:: TUGAS A ::
Kembalikan baris-baris catatan berikut tanpa perubahan, mulai dari baris yang memuat "the white porch" sampai dengan baris terakhir catatan, kedua ujungnya termasuk.

****************************************

1.
Borobudur: Bukti Kecanggihan Teknologi dan Arsitektur Borobudur adalah
candi yang diperkirakan mulai dibangun sekitar 824 M oleh Raja Mataram bernama
Samaratungga dari wangsa Syailendra. Borobudur merupakan bangunan candi yang
sangat megah. Tidak dapat dibayangkan bagaimana nenek moyang kita membangun
Borobudur yang demikian berat dapat berdiri kokoh dengan tanpa perlu memakukan
ratusan paku bumi untuk mengokohkan pondasinya, tak terbayangkan pula bagaimana
batu-batu yang membentuk Borobudur itu dibentuk dan diangkut ke area
pembangunan di atas bukit. Bahkan dengan kecanggihan yang ada pada masa kini,
sulit membangun sebuah candi yang mampu menyamai candi Borobudur. Borobudur
juga mengadopsi Konsep Fraktal. Fraktal adalah bentuk geometris yang memiliki elemen-elemen
yang mirip dengan bentuknya secara keseluruhan. Candi borobudur sendiri adalah
stupa raksasa yang di dalamnya terdiri dari stupa-stupa lain yang lebih kecil.
Arsitektur yang keren bukan?
2.
Kapal Jung Jawa: Teknologi Kapal Raksasa Jauh sebelum Cheng Ho dan
Columbus, para penjelajah laut Nusantara sudah melintasi sepertiga bola dunia.
Meskipun sejak 500 tahun sebelum Masehi orang-orang China sudah mengembangkan
beragam jenis kapal dalam berbagai ukuran, hingga abad VII kecil sekali peran kapal
China dalam pelayaran laut lepas. Dalam catatan perjalanan keagamaan I-Tsing
(671-695 M) dari Kanton ke Perguruan Nalanda di India Selatan disebutkan bahwa
ia menggunakan kapal Sriwijaya, negeri yang ketika itu menguasai lalu lintas
pelayaran di ”Laut Selatan”. Pelaut Portugis yang menjelajahi samudera pada
pertengahan abad ke-16 Diego de Couto dalam buku Da Asia, terbit tahun 1645
menyebutkan, orang Jawa lebih dulu berlayar sampai ke Tanjung Harapan, Afrika,
dan Madagaskar. Ia mendapati penduduk Tanjung Harapan awal abad ke-16 berkulit
cokelat seperti orang Jawa. ‘Mereka mengaku keturunan Jawa,’ kata Couto,
sebagaimana dikutip Anthony Reid dalam buku Sejarah Modern Awal Asia Tenggara.

****************************************

:: TUGAS B ::
Menurut bacaan tentang Borobudur dan kapal Jung Jawa, siapa raja yang diperkirakan mulai membangun Borobudur sekitar tahun 824 M?

:: Anotasi garis tepi objek ::
****************************************

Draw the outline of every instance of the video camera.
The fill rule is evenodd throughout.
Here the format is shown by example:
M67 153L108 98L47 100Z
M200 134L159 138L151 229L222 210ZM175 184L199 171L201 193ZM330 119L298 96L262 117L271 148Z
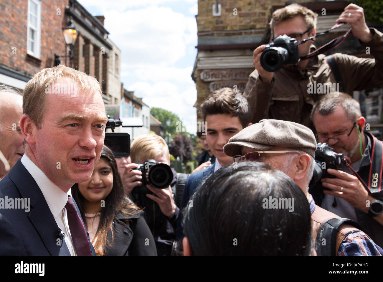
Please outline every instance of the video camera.
M347 162L343 154L335 153L327 143L318 143L315 151L314 173L309 187L313 187L322 178L335 178L335 176L327 173L327 169L341 170L346 167Z
M142 173L142 185L134 187L132 194L152 194L146 187L148 184L155 188L167 188L173 180L173 172L170 167L166 163L157 163L154 160L149 159L144 163L139 164L136 168Z
M139 118L126 118L124 122L127 122L128 125L123 125L123 121L118 115L114 119L111 119L109 115L106 116L109 119L105 128L105 131L109 128L111 132L105 134L104 144L107 146L113 152L115 158L129 157L130 155L130 135L125 132L115 132L115 129L121 126L123 127L142 127L142 121Z
M295 38L280 35L273 43L267 44L260 59L261 65L267 71L275 72L284 64L299 61L298 42Z

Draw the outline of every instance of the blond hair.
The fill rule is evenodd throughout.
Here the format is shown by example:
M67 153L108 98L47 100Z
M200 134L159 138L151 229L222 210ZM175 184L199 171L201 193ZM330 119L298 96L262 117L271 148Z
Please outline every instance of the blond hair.
M80 90L82 92L99 92L101 94L101 88L98 82L85 73L62 65L42 69L26 84L23 96L23 113L29 116L38 129L43 126L46 107L46 85L52 85L60 79L65 78L73 79L77 85L80 86Z
M273 37L274 27L282 21L301 16L307 26L307 28L316 28L317 14L309 9L298 4L291 4L279 9L273 13L270 21L272 37Z
M132 163L143 163L148 159L155 160L165 154L168 157L169 148L165 140L152 133L139 135L132 142L130 157Z

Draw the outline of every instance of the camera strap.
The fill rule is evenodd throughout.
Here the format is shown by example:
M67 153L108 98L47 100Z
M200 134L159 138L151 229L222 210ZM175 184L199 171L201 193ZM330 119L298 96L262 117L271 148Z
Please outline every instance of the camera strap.
M368 191L371 193L380 191L381 185L382 170L383 168L383 145L381 142L376 142L372 134L366 132L372 142L372 152L371 153L371 164L370 172L362 178L350 165L349 162L346 165L355 176L358 178ZM367 185L366 183L368 183Z
M311 37L309 37L307 39L304 39L304 40L302 40L298 42L298 45L300 44L302 44L304 43L305 42L308 40L311 40L313 38L315 38L319 35L322 35L324 34L327 33L327 32L329 32L332 30L335 29L337 27L341 26L342 26L344 25L344 23L339 23L333 26L329 30L326 30L323 32L321 32L320 33L318 33L318 34L316 35L313 36ZM328 51L329 50L332 49L333 48L335 48L335 47L337 47L340 44L341 44L345 40L346 38L350 34L350 32L351 31L351 28L350 27L349 29L345 32L343 34L339 36L336 38L334 38L331 41L326 43L324 45L320 47L319 48L314 50L313 52L311 53L309 53L306 56L301 56L300 57L300 59L301 60L304 60L306 59L309 59L309 58L314 57L316 56L317 56L320 54L322 54L322 53L324 53L325 52Z

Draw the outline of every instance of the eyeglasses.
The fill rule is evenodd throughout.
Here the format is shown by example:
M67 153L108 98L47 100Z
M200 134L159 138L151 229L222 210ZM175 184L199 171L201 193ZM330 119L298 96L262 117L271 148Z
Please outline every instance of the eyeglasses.
M351 132L352 132L352 130L354 130L354 127L355 127L355 125L356 125L356 122L354 122L354 124L352 125L352 128L351 129L351 130L350 131L350 133L348 134L338 134L338 135L335 135L332 137L317 137L317 141L321 143L327 143L329 142L329 140L330 139L332 139L334 141L336 141L337 140L338 141L344 141L349 138L349 136L351 134Z
M243 156L238 155L233 156L233 159L234 162L240 163L242 162L255 162L259 161L262 157L261 154L280 154L285 153L296 152L299 153L298 151L257 151L257 152L250 152L245 154Z
M313 28L312 27L309 28L307 30L306 30L306 31L304 32L302 32L301 33L291 33L291 34L288 35L287 36L292 38L295 38L297 41L300 41L301 39L302 39L302 36L306 32L309 31L312 28ZM273 41L275 40L276 38L276 37L273 37L271 39L271 40Z

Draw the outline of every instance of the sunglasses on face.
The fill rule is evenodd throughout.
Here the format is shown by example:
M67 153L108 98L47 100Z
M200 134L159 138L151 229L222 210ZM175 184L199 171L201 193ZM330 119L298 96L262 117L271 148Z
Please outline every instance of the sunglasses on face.
M248 153L243 156L239 155L234 156L233 159L234 162L237 163L242 162L259 162L260 160L261 157L264 154L283 154L292 152L295 152L300 153L300 152L298 151L257 151Z

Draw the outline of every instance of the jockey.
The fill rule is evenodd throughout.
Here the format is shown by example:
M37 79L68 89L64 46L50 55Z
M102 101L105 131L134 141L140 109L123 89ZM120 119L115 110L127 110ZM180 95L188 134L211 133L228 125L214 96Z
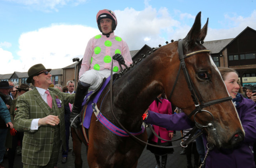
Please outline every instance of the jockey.
M96 19L102 34L90 39L83 55L70 116L71 126L74 128L78 128L80 124L78 117L76 117L80 113L82 103L88 89L96 90L103 79L110 75L112 59L115 60L114 73L120 72L122 68L132 63L126 42L114 33L117 24L115 13L110 10L102 10L97 14Z

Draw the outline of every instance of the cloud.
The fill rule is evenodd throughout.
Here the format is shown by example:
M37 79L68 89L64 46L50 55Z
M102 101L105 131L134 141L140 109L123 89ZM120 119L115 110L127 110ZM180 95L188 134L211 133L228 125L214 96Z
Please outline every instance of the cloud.
M230 15L232 15L232 16ZM221 22L222 24L226 25L224 26L225 28L208 28L205 41L234 38L247 26L256 30L256 10L254 10L250 16L247 18L232 14L225 15L225 22Z
M127 7L114 12L118 22L115 35L126 42L130 50L139 50L145 44L156 47L160 44L165 44L166 41L170 42L172 39L176 40L184 38L192 26L183 20L174 19L165 7L157 10L147 5L141 11ZM178 11L176 13L179 15L180 19L183 18L193 23L193 16ZM232 14L225 17L221 24L228 24L228 26L221 29L208 27L205 41L235 38L247 26L256 29L256 10L246 18ZM202 25L204 23L202 23ZM19 50L17 53L19 57L17 60L13 59L14 53L0 48L7 47L8 43L1 43L0 55L7 62L2 67L2 69L4 69L1 70L1 73L26 71L31 66L38 63L52 69L70 65L73 64L72 58L83 57L89 39L100 33L96 25L95 27L55 24L24 33L19 39Z
M126 41L130 50L139 49L145 44L152 47L162 44L166 41L165 37L180 24L165 7L158 11L151 6L141 11L127 7L114 12L118 20L115 34Z
M9 48L11 47L11 44L9 42L0 42L0 47L6 47L7 48Z
M26 71L31 66L43 64L47 68L62 68L73 64L72 58L82 58L92 35L97 29L80 25L53 25L26 32L19 40L18 55Z
M84 3L88 0L6 0L22 4L33 10L50 12L51 10L58 11L58 8L68 4L77 6Z

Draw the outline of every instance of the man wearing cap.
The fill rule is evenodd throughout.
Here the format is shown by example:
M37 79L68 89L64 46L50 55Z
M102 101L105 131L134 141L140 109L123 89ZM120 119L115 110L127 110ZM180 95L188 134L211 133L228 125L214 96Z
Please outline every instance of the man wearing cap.
M4 168L2 164L6 152L5 142L8 126L13 127L7 104L11 99L9 95L10 86L7 81L0 82L0 168ZM9 106L9 105L8 105Z
M79 124L78 117L75 117L80 113L83 98L88 89L96 90L103 79L110 75L112 59L115 60L113 62L114 73L120 72L132 63L127 44L114 33L117 24L115 13L108 9L100 10L97 14L96 20L102 34L89 40L83 55L75 102L70 116L71 126L74 128L77 128Z
M54 168L61 140L65 144L64 106L73 103L74 94L49 88L51 70L41 64L31 67L27 82L35 88L19 96L17 101L14 128L24 131L23 168Z

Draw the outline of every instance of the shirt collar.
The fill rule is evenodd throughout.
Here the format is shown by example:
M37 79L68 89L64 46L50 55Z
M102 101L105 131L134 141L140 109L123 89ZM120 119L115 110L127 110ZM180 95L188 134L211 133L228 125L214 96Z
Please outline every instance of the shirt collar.
M37 88L37 91L38 91L38 92L39 92L39 93L41 95L43 95L44 94L45 94L45 91L46 91L46 90L45 89L40 88L38 88L38 87L36 87L35 88ZM47 90L49 90L48 89Z

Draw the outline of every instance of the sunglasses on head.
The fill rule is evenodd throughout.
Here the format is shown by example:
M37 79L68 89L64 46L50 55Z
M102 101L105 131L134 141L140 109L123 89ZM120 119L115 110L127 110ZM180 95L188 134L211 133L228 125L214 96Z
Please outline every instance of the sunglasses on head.
M19 90L17 90L20 92L21 92L22 91L25 91L25 92L28 91L26 90L23 90L23 89L19 89Z
M50 72L48 72L47 71L43 71L43 72L41 72L40 73L38 73L35 76L39 75L41 73L44 73L45 75L48 75L48 73L50 73Z

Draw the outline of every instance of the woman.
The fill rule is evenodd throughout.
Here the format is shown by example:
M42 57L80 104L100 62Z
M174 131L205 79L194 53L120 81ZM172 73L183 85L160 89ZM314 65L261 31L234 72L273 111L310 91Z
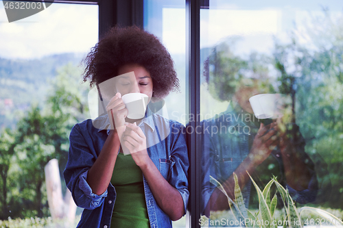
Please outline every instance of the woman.
M130 120L121 99L132 92L162 99L178 90L170 55L154 35L115 27L85 62L84 80L91 86L108 85L114 77L116 84L108 115L76 124L70 134L64 175L84 208L78 227L172 227L189 197L184 127L149 109L142 119Z

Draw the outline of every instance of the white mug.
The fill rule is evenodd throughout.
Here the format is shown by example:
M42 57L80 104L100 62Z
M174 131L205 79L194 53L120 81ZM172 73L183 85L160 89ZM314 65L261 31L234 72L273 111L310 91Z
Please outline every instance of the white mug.
M283 116L285 102L281 94L257 94L251 97L249 102L257 118L277 118Z
M128 118L139 119L144 117L147 109L148 97L143 93L128 93L121 97L128 110Z

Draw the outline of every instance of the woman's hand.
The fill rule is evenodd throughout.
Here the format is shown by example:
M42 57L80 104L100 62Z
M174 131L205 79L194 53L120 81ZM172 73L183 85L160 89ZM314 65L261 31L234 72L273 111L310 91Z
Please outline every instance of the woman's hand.
M126 123L125 130L121 138L123 150L128 150L131 153L136 164L139 167L148 164L150 157L147 151L145 136L142 130L134 123Z
M276 136L277 131L276 122L267 126L261 123L249 153L249 157L254 164L259 165L262 163L277 146L279 142L279 137Z
M128 116L128 111L119 92L116 93L115 97L110 100L106 106L106 111L110 118L111 129L117 131L121 127L125 129L125 118Z

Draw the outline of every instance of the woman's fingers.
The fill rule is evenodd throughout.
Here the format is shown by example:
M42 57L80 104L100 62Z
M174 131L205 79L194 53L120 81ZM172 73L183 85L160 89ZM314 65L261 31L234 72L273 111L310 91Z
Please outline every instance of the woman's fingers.
M123 143L131 153L146 149L145 136L136 124L126 123L126 129L123 134Z
M136 124L136 122L134 123L128 123L126 125L126 127L130 128L131 130L134 131L140 138L145 138L145 136L144 135L144 133L143 133L142 129L141 127L138 127L137 125Z

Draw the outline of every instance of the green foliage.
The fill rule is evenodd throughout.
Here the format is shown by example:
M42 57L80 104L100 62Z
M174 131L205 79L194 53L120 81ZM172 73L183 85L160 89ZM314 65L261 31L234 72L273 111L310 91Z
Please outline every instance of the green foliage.
M75 123L86 118L84 112L88 111L88 88L81 85L81 71L67 64L57 73L50 81L43 109L38 103L32 104L18 121L15 131L6 129L0 134L0 183L4 183L0 219L49 214L44 167L51 159L57 158L62 174L70 130Z
M228 220L235 220L237 221L244 221L244 225L248 227L276 227L278 225L280 226L281 224L278 223L281 222L281 225L283 227L303 227L304 225L312 225L311 223L311 219L314 219L314 223L316 223L316 219L317 218L314 216L314 214L317 214L324 220L317 219L317 221L322 221L324 225L324 221L330 221L331 224L334 225L337 227L342 225L343 223L342 219L340 219L340 216L342 214L339 213L338 216L335 216L333 213L321 210L320 208L311 207L303 207L300 209L297 209L295 203L293 201L292 197L288 193L288 190L285 189L283 186L281 186L276 178L274 177L272 179L267 185L264 187L263 190L259 188L257 184L255 183L252 177L250 177L250 179L257 191L259 196L259 209L257 212L250 212L246 209L244 206L244 199L241 194L238 179L236 174L233 173L235 179L235 201L231 199L225 191L223 186L220 182L218 182L213 177L210 176L210 180L211 183L216 185L217 188L226 196L228 199L228 202L230 205L230 212L232 215L224 215L224 217ZM276 194L274 195L272 200L270 200L270 190L272 184L276 186L277 192L281 196L281 199L283 203L284 207L282 210L276 210L276 205L277 203L277 198L276 197ZM243 203L243 206L241 203ZM239 206L239 205L241 205ZM301 219L300 214L304 213L304 212L309 212L310 214L307 212L305 215L307 216L307 220ZM333 212L332 210L331 211ZM220 216L216 217L213 215L211 216L211 219L213 220L217 220L217 218L223 218L222 212L220 212ZM259 223L258 223L259 221Z

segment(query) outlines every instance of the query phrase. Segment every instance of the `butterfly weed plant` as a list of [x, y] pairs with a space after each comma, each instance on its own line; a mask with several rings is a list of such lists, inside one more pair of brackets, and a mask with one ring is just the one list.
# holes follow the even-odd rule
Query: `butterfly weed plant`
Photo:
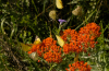
[[0, 0], [0, 70], [109, 71], [107, 3]]

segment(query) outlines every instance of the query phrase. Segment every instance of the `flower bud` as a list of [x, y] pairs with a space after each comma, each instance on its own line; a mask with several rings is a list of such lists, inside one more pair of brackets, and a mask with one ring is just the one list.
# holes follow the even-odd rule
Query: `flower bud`
[[57, 5], [58, 9], [62, 9], [63, 8], [61, 0], [56, 0], [56, 5]]
[[29, 54], [29, 57], [31, 57], [34, 61], [38, 60], [38, 55], [37, 55], [36, 51]]
[[56, 20], [56, 11], [55, 10], [49, 12], [49, 17], [52, 20]]

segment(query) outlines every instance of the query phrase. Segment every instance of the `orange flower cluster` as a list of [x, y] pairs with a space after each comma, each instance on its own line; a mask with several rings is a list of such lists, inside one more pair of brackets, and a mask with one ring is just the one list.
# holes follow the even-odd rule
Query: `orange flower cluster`
[[53, 40], [53, 38], [48, 37], [43, 40], [39, 45], [34, 45], [28, 51], [28, 54], [32, 54], [36, 51], [39, 57], [44, 57], [44, 59], [48, 62], [60, 62], [61, 59], [61, 48], [60, 46], [57, 46], [57, 40]]
[[90, 71], [89, 64], [87, 62], [84, 63], [84, 61], [76, 61], [72, 64], [69, 64], [69, 69], [65, 69], [66, 71]]
[[88, 47], [94, 48], [95, 38], [100, 35], [100, 26], [96, 23], [88, 23], [81, 27], [78, 33], [74, 29], [64, 29], [61, 38], [65, 42], [63, 46], [64, 54], [87, 51]]

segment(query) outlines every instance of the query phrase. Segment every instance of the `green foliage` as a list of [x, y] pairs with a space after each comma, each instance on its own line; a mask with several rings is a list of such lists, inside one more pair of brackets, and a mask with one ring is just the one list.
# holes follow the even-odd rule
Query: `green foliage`
[[[63, 9], [56, 8], [56, 0], [0, 0], [0, 71], [65, 71], [74, 60], [74, 54], [65, 56], [62, 63], [40, 62], [29, 58], [21, 49], [20, 43], [33, 44], [36, 35], [43, 40], [60, 31], [80, 27], [96, 22], [101, 27], [101, 35], [96, 40], [94, 50], [82, 52], [80, 60], [88, 62], [92, 71], [109, 71], [109, 1], [108, 0], [65, 0]], [[82, 15], [72, 11], [81, 5]], [[57, 11], [56, 21], [49, 17], [51, 10]], [[58, 19], [66, 20], [59, 28]], [[56, 38], [57, 39], [57, 38]], [[64, 56], [64, 55], [63, 55]], [[70, 59], [72, 61], [70, 61]]]

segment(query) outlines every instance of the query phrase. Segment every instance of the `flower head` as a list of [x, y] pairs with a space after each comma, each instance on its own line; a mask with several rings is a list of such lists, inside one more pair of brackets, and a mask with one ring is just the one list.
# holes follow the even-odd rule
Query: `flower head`
[[60, 25], [61, 25], [63, 22], [66, 22], [65, 20], [61, 20], [61, 19], [59, 19], [58, 21], [60, 22]]
[[69, 64], [69, 69], [65, 69], [66, 71], [90, 71], [90, 66], [87, 64], [87, 62], [84, 63], [84, 61], [76, 61], [72, 64]]

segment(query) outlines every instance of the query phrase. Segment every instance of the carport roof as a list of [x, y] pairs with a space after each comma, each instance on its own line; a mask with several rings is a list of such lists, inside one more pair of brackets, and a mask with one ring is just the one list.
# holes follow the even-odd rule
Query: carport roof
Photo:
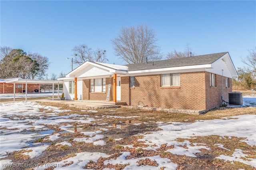
[[29, 84], [63, 84], [63, 81], [62, 80], [34, 80], [31, 79], [23, 79], [19, 78], [13, 78], [11, 79], [1, 79], [0, 81], [1, 83], [26, 83], [26, 82]]

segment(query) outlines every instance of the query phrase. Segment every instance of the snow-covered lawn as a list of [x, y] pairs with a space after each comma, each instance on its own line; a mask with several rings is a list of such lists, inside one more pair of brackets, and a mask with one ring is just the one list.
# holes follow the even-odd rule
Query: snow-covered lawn
[[[254, 107], [256, 106], [256, 98], [247, 98], [244, 99], [244, 103], [254, 107], [256, 111], [256, 107]], [[8, 153], [25, 150], [27, 152], [20, 154], [28, 156], [31, 158], [35, 158], [39, 156], [50, 144], [49, 142], [44, 142], [43, 141], [35, 142], [35, 140], [44, 136], [46, 136], [46, 138], [48, 141], [54, 141], [59, 139], [60, 133], [53, 134], [53, 130], [48, 128], [48, 126], [58, 126], [62, 130], [67, 130], [72, 126], [64, 123], [88, 123], [100, 119], [97, 116], [92, 117], [84, 114], [70, 114], [68, 113], [68, 110], [41, 105], [35, 102], [2, 103], [0, 104], [0, 169], [13, 165], [12, 160], [5, 159]], [[81, 111], [81, 112], [84, 113], [84, 111]], [[66, 112], [66, 114], [63, 114]], [[60, 115], [60, 113], [62, 115]], [[108, 116], [107, 115], [106, 117], [112, 117]], [[243, 138], [239, 142], [244, 142], [248, 146], [255, 148], [256, 116], [255, 115], [244, 115], [212, 120], [199, 120], [195, 122], [188, 123], [158, 122], [156, 123], [158, 126], [162, 130], [150, 133], [138, 134], [138, 135], [143, 135], [143, 137], [138, 141], [144, 142], [145, 146], [140, 147], [144, 150], [157, 152], [158, 149], [161, 146], [167, 144], [167, 146], [173, 146], [174, 147], [166, 150], [165, 152], [191, 157], [196, 157], [196, 154], [200, 152], [202, 149], [209, 150], [211, 149], [204, 143], [191, 143], [189, 141], [188, 139], [192, 139], [196, 136], [218, 135], [220, 138], [231, 138], [232, 136]], [[125, 117], [122, 117], [122, 118]], [[102, 124], [104, 124], [104, 123], [102, 123]], [[140, 124], [135, 125], [140, 126]], [[86, 137], [78, 137], [74, 138], [73, 141], [92, 143], [94, 145], [104, 145], [106, 143], [102, 138], [104, 136], [100, 133], [107, 130], [107, 128], [104, 128], [91, 132], [81, 132], [86, 135]], [[181, 141], [178, 140], [179, 138], [187, 138], [188, 140]], [[120, 140], [122, 139], [117, 139], [116, 140]], [[72, 146], [72, 142], [69, 142], [64, 140], [56, 144], [55, 146], [56, 147], [60, 146]], [[228, 150], [222, 144], [216, 143], [215, 144]], [[133, 145], [123, 146], [136, 149], [139, 148]], [[232, 162], [238, 161], [256, 168], [255, 156], [250, 156], [248, 151], [237, 149], [231, 155], [220, 155], [215, 158]], [[140, 169], [142, 168], [144, 170], [160, 169], [162, 167], [165, 167], [165, 170], [175, 170], [178, 166], [177, 164], [172, 162], [169, 159], [163, 158], [160, 156], [145, 156], [143, 159], [148, 159], [156, 162], [157, 166], [147, 164], [142, 165], [142, 166], [138, 166], [138, 162], [142, 158], [126, 159], [126, 157], [130, 154], [129, 152], [123, 152], [115, 159], [105, 160], [104, 164], [126, 165], [124, 169], [127, 170]], [[110, 156], [103, 152], [84, 152], [77, 153], [74, 156], [60, 162], [42, 164], [39, 166], [38, 165], [38, 167], [35, 167], [35, 165], [30, 165], [34, 166], [35, 170], [44, 170], [52, 166], [56, 167], [54, 170], [82, 170], [84, 169], [83, 167], [88, 162], [92, 161], [97, 162], [101, 157], [108, 158]]]
[[[61, 96], [62, 92], [59, 92], [59, 95]], [[54, 96], [58, 96], [58, 93], [54, 93]], [[27, 97], [52, 97], [52, 92], [49, 93], [30, 93], [27, 94]], [[25, 93], [20, 93], [15, 94], [15, 99], [24, 98], [26, 97], [26, 94]], [[0, 94], [0, 99], [13, 99], [13, 94]]]

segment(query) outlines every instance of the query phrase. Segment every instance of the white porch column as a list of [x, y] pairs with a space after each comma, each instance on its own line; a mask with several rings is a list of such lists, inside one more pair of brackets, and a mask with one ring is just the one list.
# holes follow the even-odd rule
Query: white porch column
[[26, 81], [26, 102], [27, 102], [27, 98], [28, 97], [28, 82]]
[[58, 98], [59, 99], [59, 93], [60, 91], [60, 84], [59, 84], [59, 82], [58, 82]]
[[54, 83], [52, 83], [52, 100], [53, 100], [53, 98], [54, 96]]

****************************************

:: JAWABAN A ::
segment(query) outlines every instance of the query phrase. Segment every instance of the white porch column as a list of [x, y] pairs with a space after each comma, each instance on its own line; a mask with several rings is a list of such lists, inside one more pair of brackets, and a mask with one ring is just the one list.
# holes follow the even-odd rule
Query: white porch column
[[26, 81], [26, 102], [27, 102], [27, 98], [28, 97], [28, 82]]
[[58, 98], [59, 99], [59, 93], [60, 91], [60, 84], [59, 84], [59, 82], [58, 82]]
[[54, 83], [52, 83], [52, 100], [53, 100], [53, 98], [54, 96]]

:: JAWABAN B ::
Samaratungga, Raja Mataram dari wangsa Syailendra.